(Referring expression grounding data)
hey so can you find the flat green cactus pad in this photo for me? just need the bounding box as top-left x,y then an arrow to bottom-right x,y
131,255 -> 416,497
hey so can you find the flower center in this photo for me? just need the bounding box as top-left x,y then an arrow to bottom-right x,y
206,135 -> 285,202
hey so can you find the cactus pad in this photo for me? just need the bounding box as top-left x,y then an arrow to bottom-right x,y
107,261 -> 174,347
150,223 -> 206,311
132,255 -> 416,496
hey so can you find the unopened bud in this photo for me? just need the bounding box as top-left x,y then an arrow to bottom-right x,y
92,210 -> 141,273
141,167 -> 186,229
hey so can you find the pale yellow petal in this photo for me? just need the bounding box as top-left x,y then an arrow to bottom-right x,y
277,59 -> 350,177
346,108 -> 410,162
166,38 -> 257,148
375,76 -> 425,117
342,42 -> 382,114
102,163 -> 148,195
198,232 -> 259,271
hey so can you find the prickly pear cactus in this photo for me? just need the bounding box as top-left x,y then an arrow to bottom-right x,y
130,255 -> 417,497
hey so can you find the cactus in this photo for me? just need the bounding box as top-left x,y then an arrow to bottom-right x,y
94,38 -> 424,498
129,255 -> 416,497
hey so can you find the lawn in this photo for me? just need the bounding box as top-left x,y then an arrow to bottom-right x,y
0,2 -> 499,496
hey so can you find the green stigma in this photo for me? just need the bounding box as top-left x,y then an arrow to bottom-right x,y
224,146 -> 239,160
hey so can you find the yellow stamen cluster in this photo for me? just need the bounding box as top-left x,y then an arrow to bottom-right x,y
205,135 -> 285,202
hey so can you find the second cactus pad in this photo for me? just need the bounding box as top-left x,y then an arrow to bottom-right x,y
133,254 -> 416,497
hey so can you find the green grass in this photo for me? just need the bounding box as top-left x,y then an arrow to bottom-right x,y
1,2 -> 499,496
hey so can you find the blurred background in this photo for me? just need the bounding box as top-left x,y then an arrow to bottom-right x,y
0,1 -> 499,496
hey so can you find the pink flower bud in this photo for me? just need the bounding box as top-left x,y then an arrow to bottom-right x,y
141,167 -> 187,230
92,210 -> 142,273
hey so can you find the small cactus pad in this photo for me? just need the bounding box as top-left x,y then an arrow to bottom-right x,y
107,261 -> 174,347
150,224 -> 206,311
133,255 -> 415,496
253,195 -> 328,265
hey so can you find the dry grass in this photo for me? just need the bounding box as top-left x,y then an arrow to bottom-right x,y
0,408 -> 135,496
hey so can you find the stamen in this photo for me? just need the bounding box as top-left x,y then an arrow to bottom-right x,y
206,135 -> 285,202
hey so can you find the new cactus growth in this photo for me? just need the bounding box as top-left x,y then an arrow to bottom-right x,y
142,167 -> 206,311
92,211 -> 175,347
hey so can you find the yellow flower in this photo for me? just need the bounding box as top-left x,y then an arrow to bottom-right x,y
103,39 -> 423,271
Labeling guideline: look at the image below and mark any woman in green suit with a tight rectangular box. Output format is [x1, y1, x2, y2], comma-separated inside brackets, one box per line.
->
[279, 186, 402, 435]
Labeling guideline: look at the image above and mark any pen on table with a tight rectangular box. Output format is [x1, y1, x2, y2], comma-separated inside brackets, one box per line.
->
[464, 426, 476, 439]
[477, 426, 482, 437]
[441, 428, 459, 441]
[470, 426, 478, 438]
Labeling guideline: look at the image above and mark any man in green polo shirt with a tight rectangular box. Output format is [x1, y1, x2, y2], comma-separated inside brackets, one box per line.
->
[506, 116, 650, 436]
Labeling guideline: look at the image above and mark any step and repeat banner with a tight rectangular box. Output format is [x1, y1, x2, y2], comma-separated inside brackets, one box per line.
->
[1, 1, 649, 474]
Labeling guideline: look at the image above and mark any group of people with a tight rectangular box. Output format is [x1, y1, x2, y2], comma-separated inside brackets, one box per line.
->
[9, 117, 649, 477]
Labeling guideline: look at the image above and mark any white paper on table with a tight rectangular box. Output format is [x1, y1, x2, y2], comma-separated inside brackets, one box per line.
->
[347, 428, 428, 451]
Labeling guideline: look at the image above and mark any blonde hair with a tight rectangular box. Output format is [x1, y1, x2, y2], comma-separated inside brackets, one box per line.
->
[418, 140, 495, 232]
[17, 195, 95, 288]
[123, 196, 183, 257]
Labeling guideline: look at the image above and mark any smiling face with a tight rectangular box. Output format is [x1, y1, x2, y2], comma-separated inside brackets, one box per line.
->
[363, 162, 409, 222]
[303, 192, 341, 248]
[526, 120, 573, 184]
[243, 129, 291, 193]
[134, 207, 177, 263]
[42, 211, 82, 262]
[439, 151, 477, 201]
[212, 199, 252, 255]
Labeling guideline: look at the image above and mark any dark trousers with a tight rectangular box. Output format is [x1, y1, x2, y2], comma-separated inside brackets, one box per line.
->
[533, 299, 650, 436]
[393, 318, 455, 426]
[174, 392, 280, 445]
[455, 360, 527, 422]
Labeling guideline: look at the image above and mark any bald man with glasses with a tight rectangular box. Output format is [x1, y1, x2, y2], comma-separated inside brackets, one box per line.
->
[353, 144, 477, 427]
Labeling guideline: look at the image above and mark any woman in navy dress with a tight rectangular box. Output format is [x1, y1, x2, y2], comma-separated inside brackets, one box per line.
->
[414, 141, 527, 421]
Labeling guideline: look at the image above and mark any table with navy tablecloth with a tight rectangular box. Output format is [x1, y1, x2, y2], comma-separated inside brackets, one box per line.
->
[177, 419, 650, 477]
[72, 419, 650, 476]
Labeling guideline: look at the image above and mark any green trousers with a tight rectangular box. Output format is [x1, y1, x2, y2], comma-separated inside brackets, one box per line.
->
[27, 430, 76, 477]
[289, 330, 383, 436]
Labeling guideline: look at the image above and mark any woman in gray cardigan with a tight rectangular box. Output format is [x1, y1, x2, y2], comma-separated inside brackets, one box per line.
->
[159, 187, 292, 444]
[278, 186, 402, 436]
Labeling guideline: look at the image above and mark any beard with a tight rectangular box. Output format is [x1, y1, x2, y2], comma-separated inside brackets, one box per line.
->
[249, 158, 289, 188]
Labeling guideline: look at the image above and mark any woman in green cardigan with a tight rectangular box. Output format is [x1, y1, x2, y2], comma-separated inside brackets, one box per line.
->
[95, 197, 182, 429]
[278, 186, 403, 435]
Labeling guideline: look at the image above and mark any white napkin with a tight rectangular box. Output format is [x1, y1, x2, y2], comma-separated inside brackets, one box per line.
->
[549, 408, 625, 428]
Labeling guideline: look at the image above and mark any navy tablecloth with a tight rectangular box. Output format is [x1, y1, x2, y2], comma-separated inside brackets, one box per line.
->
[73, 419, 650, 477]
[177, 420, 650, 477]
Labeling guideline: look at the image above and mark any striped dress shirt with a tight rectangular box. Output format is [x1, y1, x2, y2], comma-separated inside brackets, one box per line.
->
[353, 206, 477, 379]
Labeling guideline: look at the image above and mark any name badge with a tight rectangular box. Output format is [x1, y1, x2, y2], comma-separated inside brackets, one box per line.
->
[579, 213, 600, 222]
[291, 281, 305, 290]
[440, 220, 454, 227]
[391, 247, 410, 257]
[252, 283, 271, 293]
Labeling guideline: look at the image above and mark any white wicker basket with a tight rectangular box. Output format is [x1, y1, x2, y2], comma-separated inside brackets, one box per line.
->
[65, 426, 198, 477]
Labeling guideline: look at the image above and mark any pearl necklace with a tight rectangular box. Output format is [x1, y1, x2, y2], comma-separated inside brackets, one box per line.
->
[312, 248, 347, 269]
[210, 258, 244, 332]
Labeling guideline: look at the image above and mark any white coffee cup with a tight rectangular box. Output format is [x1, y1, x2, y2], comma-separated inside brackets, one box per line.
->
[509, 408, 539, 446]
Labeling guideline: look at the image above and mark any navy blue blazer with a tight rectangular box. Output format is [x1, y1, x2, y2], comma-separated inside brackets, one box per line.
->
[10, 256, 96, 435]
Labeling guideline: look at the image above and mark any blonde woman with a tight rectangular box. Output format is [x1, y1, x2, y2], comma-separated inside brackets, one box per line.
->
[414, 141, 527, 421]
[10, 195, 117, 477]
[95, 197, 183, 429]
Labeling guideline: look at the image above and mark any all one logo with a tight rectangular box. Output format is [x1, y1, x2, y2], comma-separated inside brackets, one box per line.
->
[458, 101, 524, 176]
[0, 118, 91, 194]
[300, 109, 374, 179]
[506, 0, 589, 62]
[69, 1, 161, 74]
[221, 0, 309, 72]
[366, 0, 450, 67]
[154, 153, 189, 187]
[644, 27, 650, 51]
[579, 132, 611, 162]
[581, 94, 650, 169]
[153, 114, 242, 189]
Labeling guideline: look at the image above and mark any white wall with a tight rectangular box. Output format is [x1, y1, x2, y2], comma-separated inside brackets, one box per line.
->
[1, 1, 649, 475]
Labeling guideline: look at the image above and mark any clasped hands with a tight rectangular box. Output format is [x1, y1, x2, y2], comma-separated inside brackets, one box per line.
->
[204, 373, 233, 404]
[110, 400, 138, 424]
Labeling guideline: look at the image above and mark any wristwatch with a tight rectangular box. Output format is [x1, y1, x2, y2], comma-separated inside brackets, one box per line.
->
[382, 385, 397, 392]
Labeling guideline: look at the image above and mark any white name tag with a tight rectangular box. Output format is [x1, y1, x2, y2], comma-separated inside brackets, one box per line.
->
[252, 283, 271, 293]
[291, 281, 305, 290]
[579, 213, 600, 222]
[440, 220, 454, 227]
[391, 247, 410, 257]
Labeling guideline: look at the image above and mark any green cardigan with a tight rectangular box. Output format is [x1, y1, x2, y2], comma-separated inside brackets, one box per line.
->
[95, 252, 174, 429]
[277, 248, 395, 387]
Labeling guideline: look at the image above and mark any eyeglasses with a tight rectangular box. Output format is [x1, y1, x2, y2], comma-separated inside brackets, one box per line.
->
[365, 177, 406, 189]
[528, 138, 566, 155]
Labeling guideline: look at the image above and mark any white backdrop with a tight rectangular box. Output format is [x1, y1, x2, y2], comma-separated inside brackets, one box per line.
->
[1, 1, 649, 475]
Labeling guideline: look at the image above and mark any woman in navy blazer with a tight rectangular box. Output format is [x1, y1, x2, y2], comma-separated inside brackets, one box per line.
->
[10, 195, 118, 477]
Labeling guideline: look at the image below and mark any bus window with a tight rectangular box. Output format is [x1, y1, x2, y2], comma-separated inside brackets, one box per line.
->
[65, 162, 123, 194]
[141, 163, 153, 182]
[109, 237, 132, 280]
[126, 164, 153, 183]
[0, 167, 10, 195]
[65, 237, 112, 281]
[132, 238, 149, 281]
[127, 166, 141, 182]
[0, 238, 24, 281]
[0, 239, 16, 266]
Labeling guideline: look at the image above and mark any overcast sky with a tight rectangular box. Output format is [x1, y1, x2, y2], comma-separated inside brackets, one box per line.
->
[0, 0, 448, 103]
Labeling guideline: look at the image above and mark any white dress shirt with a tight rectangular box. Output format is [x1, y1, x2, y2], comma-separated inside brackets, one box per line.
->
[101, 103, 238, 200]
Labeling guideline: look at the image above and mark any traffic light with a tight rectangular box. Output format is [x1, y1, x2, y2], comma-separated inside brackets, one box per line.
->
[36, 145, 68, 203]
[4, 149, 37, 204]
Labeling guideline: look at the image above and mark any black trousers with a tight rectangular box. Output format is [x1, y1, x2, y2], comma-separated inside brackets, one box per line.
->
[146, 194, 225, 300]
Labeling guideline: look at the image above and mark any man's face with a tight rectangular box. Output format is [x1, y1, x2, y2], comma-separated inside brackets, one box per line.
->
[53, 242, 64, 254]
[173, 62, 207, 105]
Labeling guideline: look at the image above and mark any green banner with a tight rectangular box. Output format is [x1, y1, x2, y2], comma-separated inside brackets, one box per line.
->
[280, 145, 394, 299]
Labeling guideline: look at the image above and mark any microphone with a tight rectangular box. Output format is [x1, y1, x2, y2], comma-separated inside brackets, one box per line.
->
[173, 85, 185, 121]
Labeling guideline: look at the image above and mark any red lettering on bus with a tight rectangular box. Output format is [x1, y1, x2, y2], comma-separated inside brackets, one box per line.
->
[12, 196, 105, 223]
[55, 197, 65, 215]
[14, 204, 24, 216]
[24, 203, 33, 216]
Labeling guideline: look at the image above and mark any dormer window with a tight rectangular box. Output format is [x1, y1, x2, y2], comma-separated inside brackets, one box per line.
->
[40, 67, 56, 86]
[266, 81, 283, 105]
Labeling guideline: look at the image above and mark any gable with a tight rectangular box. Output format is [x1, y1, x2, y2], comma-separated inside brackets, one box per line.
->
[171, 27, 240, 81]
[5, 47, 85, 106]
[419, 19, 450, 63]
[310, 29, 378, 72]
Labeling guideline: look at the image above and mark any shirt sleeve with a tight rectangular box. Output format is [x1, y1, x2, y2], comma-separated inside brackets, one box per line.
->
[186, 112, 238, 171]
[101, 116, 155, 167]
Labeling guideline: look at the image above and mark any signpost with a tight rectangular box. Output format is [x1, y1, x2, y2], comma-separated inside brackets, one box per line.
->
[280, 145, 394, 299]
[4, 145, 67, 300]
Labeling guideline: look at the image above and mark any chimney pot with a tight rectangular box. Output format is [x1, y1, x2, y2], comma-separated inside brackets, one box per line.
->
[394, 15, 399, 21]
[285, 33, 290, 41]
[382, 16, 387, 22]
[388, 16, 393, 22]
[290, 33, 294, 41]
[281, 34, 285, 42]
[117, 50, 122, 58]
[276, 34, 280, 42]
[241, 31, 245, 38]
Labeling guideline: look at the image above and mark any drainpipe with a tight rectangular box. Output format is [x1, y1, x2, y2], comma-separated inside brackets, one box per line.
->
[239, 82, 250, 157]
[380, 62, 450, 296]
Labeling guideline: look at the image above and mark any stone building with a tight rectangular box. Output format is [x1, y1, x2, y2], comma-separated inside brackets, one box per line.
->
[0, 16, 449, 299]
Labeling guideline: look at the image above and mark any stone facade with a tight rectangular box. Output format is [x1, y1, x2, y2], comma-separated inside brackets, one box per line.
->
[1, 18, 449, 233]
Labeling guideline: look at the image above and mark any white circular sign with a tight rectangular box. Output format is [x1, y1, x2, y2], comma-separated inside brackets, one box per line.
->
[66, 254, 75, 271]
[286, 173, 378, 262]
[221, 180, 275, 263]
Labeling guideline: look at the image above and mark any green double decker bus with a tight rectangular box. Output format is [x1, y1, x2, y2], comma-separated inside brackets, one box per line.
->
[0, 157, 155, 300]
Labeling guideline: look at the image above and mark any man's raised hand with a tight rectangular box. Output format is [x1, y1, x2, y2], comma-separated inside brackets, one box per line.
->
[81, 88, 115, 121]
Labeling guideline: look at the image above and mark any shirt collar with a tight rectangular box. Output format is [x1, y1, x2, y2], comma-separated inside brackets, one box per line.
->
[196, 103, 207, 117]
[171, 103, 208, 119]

*EXERCISE INSTRUCTIONS:*
Count how many lines above contain the word "blazer". Reply with the number alone.

*TASK RESULT:*
2